The records ::

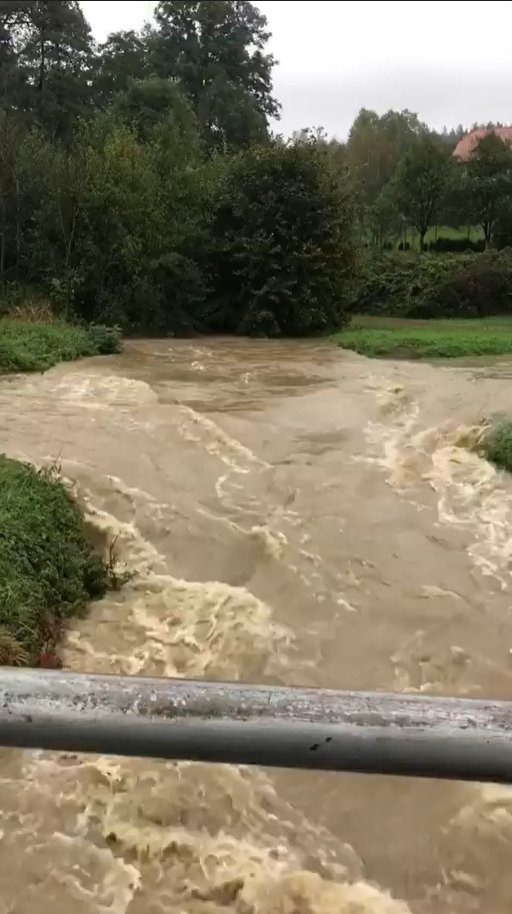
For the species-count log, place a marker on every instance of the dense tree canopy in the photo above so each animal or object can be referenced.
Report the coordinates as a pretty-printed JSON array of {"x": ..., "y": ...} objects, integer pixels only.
---
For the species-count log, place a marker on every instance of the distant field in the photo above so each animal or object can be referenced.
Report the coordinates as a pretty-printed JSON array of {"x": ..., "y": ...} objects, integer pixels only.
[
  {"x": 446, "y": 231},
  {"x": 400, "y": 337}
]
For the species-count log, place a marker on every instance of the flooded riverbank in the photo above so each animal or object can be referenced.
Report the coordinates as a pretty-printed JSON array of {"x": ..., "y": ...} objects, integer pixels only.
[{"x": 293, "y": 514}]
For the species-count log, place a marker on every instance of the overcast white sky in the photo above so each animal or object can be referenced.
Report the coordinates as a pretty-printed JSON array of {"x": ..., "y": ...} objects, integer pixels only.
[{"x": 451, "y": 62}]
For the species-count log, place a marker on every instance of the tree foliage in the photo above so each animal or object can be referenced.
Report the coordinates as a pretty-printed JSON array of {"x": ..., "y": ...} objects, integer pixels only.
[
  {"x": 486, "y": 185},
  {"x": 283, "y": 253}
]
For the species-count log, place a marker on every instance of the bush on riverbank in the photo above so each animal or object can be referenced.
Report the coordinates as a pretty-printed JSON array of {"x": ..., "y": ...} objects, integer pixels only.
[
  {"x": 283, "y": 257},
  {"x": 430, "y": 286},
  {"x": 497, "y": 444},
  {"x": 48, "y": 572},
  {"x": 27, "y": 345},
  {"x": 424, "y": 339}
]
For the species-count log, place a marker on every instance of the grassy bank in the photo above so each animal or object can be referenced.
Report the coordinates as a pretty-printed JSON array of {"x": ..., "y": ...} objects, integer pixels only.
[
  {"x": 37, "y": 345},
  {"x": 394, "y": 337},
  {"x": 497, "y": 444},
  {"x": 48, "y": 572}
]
* * *
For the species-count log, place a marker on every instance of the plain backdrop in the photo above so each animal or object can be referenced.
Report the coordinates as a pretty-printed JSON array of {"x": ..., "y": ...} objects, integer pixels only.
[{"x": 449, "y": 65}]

To do :: Look through the data above and return each line where the string "tree" occurs.

Problem solution ::
For the species-count log, place a marker on every instance of the dense tree canopy in the photo above so each animal or object can be referenced.
For the species-count log, place a marker on every instance of the tree foliage in the photo above so each animal or object can be referenced.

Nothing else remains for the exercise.